Return the stretch from the start of the records through the line that contains "xmin=327 ymin=601 xmax=462 ymax=712" character for character, and include that line.

* [Extracted data entries]
>> start

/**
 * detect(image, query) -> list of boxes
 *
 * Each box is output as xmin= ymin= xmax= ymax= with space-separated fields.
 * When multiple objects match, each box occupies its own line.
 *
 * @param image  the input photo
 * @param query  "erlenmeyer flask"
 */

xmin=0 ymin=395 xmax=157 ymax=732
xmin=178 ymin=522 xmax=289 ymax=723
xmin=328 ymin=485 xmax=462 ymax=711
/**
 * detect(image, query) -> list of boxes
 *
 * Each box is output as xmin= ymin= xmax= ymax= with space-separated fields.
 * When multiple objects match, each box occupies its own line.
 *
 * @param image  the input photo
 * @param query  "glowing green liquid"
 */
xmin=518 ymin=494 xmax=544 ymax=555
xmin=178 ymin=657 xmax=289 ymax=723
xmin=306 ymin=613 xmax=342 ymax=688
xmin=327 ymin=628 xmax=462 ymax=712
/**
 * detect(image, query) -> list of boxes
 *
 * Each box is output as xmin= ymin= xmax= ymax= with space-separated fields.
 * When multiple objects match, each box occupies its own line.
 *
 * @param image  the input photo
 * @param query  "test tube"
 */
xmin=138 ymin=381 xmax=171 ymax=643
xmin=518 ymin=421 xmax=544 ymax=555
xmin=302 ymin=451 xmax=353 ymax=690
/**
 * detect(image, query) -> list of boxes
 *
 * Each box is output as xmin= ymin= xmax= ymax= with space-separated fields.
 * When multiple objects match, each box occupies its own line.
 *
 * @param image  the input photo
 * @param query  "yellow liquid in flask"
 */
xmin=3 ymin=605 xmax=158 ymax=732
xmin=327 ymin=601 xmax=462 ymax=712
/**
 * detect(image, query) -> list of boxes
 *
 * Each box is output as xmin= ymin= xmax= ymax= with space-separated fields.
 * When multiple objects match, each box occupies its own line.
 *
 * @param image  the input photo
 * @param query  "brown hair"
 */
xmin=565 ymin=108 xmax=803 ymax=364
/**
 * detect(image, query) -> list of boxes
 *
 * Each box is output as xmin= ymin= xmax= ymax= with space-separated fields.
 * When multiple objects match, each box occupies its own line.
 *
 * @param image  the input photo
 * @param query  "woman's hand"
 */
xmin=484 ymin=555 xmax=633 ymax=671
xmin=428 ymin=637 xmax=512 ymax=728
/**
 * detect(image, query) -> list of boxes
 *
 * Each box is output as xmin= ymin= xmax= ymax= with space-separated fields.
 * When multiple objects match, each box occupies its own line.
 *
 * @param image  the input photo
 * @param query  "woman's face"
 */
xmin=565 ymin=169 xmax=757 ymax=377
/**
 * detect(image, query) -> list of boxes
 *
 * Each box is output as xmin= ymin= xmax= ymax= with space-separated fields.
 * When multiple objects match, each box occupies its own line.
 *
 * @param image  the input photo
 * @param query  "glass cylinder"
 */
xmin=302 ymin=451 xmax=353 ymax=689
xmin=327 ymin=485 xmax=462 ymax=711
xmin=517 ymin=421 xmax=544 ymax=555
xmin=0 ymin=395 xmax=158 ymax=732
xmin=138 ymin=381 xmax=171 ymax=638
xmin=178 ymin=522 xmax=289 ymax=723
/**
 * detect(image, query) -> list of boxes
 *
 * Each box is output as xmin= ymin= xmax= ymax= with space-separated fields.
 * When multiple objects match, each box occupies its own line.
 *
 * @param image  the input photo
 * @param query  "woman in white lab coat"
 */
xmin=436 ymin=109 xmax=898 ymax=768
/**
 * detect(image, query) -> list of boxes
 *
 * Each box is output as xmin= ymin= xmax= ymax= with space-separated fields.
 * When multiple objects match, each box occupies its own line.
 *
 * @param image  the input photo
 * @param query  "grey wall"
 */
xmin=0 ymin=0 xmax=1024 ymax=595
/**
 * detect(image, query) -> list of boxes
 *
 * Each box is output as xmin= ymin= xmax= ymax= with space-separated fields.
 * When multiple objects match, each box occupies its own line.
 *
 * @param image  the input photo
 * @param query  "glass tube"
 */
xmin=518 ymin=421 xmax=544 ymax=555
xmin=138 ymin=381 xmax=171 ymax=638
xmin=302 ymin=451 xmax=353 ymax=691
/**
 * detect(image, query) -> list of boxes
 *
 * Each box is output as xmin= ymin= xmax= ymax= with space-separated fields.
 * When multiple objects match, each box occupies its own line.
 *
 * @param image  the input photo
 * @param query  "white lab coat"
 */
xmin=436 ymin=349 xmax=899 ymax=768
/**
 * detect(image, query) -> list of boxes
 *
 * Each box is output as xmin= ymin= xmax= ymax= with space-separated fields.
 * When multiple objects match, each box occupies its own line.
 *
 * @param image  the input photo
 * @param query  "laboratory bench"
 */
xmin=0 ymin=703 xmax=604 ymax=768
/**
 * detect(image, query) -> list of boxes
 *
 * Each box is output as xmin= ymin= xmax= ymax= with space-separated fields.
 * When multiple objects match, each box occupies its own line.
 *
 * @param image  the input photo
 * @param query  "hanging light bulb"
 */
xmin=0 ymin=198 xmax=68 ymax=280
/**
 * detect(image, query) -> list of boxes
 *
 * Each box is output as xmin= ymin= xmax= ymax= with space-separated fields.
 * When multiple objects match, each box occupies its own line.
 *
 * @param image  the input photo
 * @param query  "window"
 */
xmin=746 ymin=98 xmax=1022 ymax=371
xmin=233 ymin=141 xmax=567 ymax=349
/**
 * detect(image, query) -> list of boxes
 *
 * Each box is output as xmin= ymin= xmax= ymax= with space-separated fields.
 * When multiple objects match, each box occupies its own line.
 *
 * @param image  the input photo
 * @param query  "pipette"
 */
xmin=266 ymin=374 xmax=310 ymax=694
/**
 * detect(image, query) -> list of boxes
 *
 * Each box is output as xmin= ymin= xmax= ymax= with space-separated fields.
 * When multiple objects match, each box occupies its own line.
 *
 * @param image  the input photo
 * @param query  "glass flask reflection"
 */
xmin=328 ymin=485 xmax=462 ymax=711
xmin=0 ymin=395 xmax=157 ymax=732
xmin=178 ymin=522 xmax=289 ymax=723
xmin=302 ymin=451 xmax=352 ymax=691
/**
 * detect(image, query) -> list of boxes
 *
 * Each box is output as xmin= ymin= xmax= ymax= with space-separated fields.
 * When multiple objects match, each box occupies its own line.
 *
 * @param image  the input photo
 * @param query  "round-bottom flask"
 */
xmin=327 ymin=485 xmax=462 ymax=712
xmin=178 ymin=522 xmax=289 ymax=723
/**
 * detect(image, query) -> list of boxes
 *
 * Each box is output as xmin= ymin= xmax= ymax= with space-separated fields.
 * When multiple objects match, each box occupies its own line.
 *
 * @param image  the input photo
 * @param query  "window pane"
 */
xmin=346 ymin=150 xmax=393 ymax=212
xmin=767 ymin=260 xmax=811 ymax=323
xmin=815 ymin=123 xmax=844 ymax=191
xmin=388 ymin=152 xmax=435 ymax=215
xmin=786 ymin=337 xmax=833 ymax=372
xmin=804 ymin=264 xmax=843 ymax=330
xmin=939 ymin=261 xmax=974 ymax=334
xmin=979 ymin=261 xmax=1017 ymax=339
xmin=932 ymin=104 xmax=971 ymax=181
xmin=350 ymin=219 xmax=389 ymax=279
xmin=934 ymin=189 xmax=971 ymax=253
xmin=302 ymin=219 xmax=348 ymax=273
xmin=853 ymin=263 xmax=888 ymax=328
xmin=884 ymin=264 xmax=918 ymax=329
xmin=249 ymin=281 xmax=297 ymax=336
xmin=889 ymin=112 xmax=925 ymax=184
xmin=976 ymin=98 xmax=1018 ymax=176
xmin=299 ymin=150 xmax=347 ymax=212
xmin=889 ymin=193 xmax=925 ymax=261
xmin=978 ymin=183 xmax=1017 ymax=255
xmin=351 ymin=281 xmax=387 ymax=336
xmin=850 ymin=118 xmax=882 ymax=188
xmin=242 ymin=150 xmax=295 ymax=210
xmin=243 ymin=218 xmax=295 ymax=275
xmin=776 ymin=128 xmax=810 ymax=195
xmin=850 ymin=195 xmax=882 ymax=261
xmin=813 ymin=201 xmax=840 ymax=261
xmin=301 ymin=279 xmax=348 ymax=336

>> end

* [Output]
/**
 * detect(image, query) -> list of boxes
 *
 * Each box is output as xmin= ymin= xmax= ymax= with space-separated fields.
 * When multiple objects match, each box occupies its own line.
 *
 * @param image  the input photo
 * @param query  "erlenmeyer flask"
 */

xmin=0 ymin=395 xmax=157 ymax=732
xmin=178 ymin=522 xmax=289 ymax=723
xmin=328 ymin=485 xmax=462 ymax=711
/**
 * detect(image, query) -> list of boxes
 *
 * Each box is output as xmin= ymin= xmax= ymax= with space-separated fields.
 * When multiple objects match, each box occupies its own line.
 *
 * @param image  the input photo
 * @param query  "glowing green liquid"
 */
xmin=518 ymin=494 xmax=544 ymax=555
xmin=178 ymin=657 xmax=289 ymax=723
xmin=306 ymin=613 xmax=342 ymax=688
xmin=327 ymin=628 xmax=462 ymax=712
/**
 * detect(image, query) -> list of boxes
 *
 * Each box is output as xmin= ymin= xmax= ymax= with space-separated fields.
 * When multiple objects match, each box occupies its own line.
 *
 * @param image  the input photo
 * @param query  "test tube"
 */
xmin=138 ymin=381 xmax=171 ymax=643
xmin=518 ymin=421 xmax=544 ymax=555
xmin=302 ymin=451 xmax=353 ymax=690
/**
 * detect(image, query) -> list of boxes
 *
 * Each box is output as xmin= ymin= xmax= ymax= with space-separated fields.
 * When multiple objects match, each box occupies its own line.
 *
 * @param image  the input photo
 * @param query  "yellow liquid in flask"
 */
xmin=3 ymin=605 xmax=158 ymax=732
xmin=327 ymin=601 xmax=462 ymax=712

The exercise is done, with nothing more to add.